Your task: Starting at the first line of the entries below, output every line exactly, up to and including the line with "point: ripe orange".

Stored data entries:
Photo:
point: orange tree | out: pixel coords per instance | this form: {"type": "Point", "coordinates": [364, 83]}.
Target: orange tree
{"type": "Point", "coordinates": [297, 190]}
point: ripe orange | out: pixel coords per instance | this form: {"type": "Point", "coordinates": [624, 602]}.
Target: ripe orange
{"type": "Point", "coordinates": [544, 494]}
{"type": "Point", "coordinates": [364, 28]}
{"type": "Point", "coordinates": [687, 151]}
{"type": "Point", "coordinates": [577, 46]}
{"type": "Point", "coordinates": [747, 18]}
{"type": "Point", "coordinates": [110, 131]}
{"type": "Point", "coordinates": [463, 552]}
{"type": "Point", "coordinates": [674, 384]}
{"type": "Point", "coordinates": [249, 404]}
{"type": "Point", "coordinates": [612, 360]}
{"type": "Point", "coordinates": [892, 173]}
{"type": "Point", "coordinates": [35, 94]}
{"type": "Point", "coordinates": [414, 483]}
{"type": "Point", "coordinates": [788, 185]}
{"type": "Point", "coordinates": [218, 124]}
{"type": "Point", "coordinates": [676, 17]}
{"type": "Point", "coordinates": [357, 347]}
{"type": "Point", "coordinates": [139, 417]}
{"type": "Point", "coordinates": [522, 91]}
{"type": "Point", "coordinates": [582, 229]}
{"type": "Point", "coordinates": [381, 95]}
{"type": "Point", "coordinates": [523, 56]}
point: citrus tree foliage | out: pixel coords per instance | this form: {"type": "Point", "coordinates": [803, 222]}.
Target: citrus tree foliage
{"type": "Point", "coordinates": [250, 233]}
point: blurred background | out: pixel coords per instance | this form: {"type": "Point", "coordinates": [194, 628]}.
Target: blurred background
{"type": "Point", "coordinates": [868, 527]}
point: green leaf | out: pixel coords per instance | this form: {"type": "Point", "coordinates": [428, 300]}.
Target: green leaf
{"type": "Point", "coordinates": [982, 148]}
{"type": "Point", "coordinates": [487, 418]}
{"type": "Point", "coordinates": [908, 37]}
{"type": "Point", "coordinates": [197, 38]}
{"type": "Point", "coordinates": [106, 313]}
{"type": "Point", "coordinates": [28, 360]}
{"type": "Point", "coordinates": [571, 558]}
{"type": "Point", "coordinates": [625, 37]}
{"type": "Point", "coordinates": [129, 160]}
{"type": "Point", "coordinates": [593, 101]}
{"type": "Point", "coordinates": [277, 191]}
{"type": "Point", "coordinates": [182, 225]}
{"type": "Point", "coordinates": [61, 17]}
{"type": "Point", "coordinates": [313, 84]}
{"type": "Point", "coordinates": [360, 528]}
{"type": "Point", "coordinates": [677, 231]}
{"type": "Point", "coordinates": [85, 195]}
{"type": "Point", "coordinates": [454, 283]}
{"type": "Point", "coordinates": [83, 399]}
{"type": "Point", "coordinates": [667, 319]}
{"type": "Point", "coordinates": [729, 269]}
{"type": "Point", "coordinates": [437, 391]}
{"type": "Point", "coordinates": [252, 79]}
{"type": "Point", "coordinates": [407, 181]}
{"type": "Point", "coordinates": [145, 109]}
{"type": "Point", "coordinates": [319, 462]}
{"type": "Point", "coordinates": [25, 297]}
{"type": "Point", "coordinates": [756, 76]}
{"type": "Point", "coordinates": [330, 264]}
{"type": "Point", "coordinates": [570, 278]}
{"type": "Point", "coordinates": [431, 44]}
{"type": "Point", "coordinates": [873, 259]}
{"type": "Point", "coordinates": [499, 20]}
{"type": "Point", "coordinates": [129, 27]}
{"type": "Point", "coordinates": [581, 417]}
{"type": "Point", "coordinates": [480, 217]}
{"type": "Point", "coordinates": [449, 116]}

Task answer:
Photo:
point: orange tree | out: pixel coords per instance | this form: {"type": "Point", "coordinates": [364, 83]}.
Target: orange tree
{"type": "Point", "coordinates": [297, 190]}
point: ripe orange | out: pixel coords per instance | this form: {"type": "Point", "coordinates": [624, 602]}.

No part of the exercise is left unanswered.